= PROMPT =
Read through the material below and copy each line in which the word "sneaker" occurs.

= INPUT FOR THIS TASK =
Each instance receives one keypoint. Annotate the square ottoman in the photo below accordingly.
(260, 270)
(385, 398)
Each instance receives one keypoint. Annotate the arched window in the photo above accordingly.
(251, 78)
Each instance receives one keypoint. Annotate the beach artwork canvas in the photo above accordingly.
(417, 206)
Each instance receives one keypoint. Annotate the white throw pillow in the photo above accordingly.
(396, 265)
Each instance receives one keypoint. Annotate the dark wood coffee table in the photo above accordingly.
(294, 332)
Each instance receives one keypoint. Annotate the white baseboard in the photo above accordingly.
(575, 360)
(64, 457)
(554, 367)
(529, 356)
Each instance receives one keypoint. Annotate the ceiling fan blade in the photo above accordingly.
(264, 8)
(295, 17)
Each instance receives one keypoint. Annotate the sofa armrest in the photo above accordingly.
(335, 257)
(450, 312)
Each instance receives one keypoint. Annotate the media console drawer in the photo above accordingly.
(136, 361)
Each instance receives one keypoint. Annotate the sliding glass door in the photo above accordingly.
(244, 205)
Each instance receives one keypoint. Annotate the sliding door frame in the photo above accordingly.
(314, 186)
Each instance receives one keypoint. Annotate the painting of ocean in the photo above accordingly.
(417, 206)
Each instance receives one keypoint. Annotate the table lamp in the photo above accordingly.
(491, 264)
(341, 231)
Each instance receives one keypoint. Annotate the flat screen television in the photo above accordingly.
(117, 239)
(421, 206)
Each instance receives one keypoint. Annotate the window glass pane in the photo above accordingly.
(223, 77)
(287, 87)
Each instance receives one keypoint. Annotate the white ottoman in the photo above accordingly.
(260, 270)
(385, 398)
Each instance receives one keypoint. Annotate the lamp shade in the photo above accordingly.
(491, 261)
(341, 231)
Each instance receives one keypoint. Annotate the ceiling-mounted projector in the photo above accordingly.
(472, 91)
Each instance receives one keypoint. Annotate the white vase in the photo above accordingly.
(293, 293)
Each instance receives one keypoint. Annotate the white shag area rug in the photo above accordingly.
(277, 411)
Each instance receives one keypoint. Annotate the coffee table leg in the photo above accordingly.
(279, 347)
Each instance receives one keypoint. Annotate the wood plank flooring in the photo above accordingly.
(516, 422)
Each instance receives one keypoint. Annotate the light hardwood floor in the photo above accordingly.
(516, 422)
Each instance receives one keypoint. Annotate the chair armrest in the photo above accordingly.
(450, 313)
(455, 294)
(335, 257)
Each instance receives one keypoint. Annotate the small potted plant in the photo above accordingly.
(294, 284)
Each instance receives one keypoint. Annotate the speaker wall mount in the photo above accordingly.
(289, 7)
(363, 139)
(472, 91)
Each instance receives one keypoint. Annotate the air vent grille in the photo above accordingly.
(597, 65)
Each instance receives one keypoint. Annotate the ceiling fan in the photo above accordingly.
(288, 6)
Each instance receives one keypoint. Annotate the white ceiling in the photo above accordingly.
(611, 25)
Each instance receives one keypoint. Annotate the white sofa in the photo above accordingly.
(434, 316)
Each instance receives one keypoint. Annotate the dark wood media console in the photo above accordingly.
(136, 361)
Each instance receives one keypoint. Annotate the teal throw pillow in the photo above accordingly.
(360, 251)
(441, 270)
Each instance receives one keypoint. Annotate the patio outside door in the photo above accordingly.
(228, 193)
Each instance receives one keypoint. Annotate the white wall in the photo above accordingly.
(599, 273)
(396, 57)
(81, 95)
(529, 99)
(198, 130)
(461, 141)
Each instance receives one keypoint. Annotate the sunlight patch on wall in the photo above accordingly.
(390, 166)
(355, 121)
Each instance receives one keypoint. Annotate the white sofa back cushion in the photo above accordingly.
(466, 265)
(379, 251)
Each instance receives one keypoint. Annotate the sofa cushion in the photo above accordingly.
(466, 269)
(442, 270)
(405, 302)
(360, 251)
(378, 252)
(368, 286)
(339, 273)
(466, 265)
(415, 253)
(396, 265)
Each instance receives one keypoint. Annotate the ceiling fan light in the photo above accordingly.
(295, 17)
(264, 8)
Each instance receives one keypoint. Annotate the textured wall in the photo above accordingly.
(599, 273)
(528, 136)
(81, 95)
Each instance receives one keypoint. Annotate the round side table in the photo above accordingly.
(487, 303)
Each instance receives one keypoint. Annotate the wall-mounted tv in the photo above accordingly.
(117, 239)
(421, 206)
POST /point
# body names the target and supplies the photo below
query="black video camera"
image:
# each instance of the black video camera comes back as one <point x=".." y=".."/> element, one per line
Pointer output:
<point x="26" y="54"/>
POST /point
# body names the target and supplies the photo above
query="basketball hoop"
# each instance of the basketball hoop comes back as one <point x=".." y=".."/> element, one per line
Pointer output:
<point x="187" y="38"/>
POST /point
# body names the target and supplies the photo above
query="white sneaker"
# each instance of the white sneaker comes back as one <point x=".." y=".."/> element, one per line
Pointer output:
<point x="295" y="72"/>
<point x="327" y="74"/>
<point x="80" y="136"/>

= EXPECTED ANSWER =
query="white sneaker"
# each instance of the white sneaker comes back as one <point x=".." y=".."/> element, one per line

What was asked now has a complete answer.